Extract:

=== Section Start ===

These extracts are from John Brand’s important article.
The article first appeared in Business Day today – Industrial relations – Break the vicious cycle of violent, lose-lose strike action.
John Brand is a collective bargaining and dispute-resolution specialist at Bowman Gilfillan. Business Day has kindly consented to extracts and a link being provided on GilesFiles.
In seven out of the eight strikes, workers lost more in wages than they gained as a result of the strike.
If SA is to extricate itself from this lose- lose situation, it needs to realise it has a collective bargaining crisis on its hands.
South African negotiation and mediation skills also need to be reassessed.
Often, negotiators negotiate in a highly adversarial way, which is characteristic of a previous age, and mediators simply act as messengers between them. There is an almost total absence of joint problem-solving and a search for mutual-gain outcomes. A typical mind-set of union and management is one in which they view each other as ideological enemies rather than as partners with many overlapping interests as well as divergent ones. There is an assumption of a “fixed pie” that must be divided in a win- lose way by the use of cunning and force. There is no serious endeavour to expand the pie by improving efficiency and productivity and then sharing that pie more equitably. Negotiators do virtually no risk analysis before industrial action and so often find themselves in losing situations they could have avoided.

=== Section End ===

Dataset records:
=== Section Start ===

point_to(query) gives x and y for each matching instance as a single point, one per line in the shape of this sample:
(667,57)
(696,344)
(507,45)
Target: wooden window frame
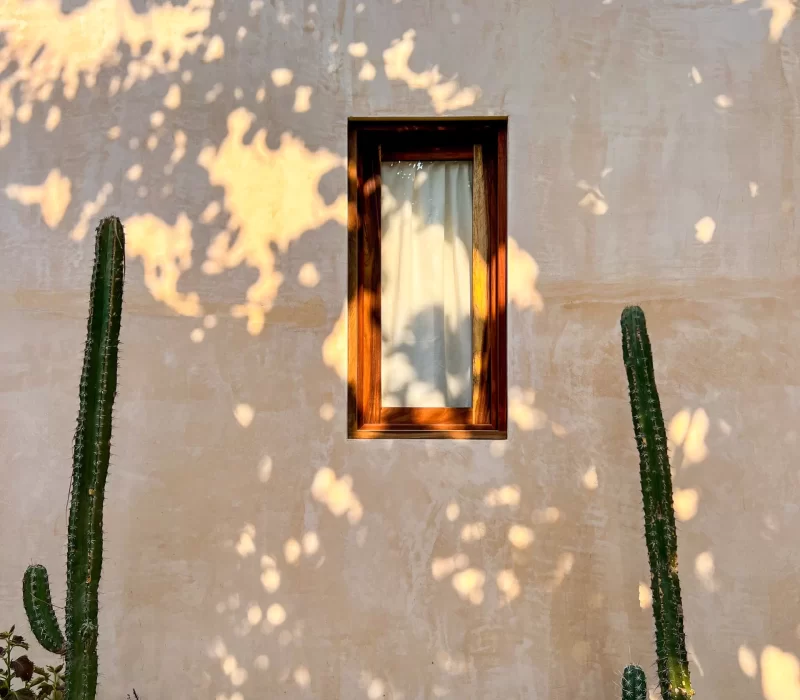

=== Section End ===

What you need to do:
A: According to the extract, in how many of the eight strikes did workers lose more in wages than they gained?
B: Rename "Business Day" as "BD" in the part of the extract between "The article first" and "provided on GilesFiles.", inclusive, and write out that part with the change.
Nothing in the items is needed for this work.

Exercise responses:
A: Seven.

B:
The article first appeared in BD today – Industrial relations – Break the vicious cycle of violent, lose-lose strike action.
John Brand is a collective bargaining and dispute-resolution specialist at Bowman Gilfillan. BD has kindly consented to extracts and a link being provided on GilesFiles.